What to do:
Find each line in the material below that contains the word "List", and copy those lines out.

Named region outline records:

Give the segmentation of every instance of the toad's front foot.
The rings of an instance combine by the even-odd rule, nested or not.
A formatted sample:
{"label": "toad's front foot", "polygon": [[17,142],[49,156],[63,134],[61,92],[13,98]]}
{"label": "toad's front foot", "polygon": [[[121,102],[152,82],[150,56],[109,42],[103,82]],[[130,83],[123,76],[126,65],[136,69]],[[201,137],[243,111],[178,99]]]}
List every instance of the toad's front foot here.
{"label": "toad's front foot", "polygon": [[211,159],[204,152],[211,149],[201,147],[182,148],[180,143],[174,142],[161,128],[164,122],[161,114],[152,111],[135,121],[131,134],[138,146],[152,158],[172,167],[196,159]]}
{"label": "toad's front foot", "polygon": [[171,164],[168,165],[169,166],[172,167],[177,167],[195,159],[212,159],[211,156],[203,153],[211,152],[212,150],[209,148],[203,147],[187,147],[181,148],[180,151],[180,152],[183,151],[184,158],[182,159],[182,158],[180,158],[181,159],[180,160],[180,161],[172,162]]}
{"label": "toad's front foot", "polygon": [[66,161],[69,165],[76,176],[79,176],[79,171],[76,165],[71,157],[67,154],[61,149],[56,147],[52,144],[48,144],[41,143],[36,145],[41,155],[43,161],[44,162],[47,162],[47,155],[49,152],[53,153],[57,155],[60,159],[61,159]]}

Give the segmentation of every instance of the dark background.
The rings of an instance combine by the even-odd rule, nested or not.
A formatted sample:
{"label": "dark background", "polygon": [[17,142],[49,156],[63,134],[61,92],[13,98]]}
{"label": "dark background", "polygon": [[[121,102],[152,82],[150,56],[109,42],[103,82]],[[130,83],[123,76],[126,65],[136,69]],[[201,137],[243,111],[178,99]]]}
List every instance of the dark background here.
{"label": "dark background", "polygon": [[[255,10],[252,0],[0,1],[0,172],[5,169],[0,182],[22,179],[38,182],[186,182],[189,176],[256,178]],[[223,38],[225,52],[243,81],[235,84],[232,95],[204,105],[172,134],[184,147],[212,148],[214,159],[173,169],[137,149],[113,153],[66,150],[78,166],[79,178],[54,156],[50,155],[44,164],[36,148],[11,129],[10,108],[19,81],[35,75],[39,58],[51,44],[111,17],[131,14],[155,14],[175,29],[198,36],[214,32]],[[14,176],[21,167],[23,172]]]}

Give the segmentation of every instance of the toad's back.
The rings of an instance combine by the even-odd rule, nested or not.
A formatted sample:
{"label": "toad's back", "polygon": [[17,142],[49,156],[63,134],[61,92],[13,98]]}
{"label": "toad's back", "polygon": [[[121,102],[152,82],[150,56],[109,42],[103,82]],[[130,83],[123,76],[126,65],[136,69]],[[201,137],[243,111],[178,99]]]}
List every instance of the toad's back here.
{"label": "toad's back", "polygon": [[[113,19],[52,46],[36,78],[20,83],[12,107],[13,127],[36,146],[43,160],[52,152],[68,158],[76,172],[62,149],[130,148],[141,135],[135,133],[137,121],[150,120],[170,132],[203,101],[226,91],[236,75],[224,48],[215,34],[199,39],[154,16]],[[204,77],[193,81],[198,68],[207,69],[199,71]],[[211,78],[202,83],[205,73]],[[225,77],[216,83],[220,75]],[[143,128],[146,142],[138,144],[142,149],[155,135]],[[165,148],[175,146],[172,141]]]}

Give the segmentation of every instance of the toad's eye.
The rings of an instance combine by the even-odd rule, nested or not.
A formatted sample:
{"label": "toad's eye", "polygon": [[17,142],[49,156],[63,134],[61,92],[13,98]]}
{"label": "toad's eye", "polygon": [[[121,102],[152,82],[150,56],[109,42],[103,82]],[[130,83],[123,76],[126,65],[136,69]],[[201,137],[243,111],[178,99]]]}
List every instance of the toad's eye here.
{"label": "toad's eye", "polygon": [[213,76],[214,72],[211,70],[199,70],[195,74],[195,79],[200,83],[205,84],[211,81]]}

Correct response:
List every instance of the toad's front foot here.
List every instance of the dark background here.
List every instance of the toad's back here.
List every instance of the toad's eye here.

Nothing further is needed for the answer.